__OBJECTIVE__
Lay out the lines from the one containing "Where can you spot the person" through the one containing "column 77, row 42", both included, as a Markdown table. Use two columns, Number and Text, with one numbered row per line and blank lines left out.
[Begin DATA TO PROCESS]
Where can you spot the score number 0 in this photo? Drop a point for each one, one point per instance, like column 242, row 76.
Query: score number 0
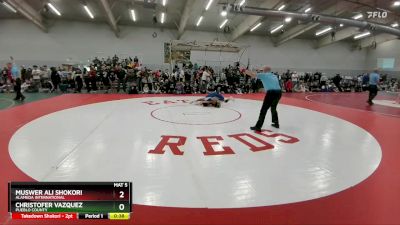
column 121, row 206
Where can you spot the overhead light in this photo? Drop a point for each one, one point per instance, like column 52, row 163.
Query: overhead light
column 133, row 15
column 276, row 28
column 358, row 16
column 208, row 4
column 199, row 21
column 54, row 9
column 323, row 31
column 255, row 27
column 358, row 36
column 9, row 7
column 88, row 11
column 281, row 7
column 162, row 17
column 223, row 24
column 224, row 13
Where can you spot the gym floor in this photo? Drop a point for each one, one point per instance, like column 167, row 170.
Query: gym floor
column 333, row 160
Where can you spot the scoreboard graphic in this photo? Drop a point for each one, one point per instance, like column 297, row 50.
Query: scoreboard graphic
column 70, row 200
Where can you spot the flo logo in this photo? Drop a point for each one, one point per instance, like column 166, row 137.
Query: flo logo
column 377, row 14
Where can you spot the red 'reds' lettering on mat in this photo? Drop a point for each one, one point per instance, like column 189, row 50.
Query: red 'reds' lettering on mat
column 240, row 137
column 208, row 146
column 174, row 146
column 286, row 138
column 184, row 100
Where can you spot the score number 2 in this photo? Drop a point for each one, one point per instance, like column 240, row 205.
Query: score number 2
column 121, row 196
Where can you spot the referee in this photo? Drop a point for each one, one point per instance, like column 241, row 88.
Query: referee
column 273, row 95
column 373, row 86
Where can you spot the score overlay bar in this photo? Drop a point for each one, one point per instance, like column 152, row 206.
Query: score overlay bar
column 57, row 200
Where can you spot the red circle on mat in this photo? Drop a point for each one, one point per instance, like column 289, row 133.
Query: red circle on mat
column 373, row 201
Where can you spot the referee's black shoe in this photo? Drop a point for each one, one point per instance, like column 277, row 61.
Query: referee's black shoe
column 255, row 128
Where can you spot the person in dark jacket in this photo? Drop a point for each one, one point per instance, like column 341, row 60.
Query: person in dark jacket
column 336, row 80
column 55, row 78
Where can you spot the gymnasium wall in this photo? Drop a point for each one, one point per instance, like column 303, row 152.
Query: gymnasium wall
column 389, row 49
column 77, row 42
[End DATA TO PROCESS]
[Begin DATA TO PROCESS]
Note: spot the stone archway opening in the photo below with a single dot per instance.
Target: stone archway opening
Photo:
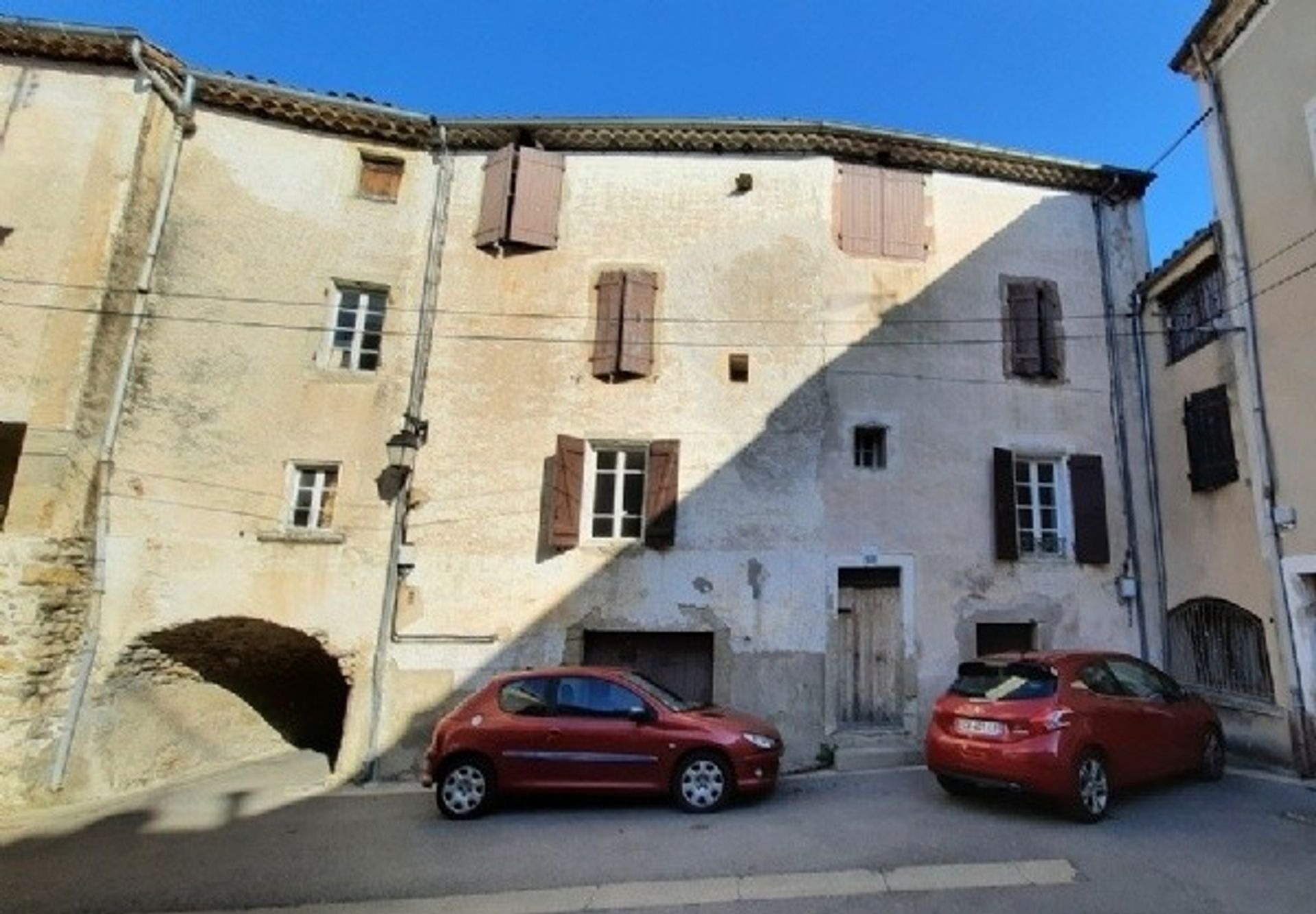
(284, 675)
[End DATA TO PROCESS]
[Begin DATA TO PROCESS]
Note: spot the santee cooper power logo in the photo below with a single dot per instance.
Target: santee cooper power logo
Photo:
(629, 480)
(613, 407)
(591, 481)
[End DATA TO PROCESS]
__TASK SOLUTION__
| Number | Text |
|---|---|
| 1 | Where can you spot the person in dark jacket in this photo? Drop a point for each one, one point per instance, like column 341, row 60. |
| 2 | Query: person in dark jacket |
| 3 | column 336, row 80 |
| 4 | column 55, row 78 |
| 5 | Where can you spot the gymnasium wall in this photo? Drop a point for each one, one point per instance, like column 303, row 152. |
| 6 | Query: gymnasium wall |
| 7 | column 389, row 49 |
| 8 | column 77, row 42 |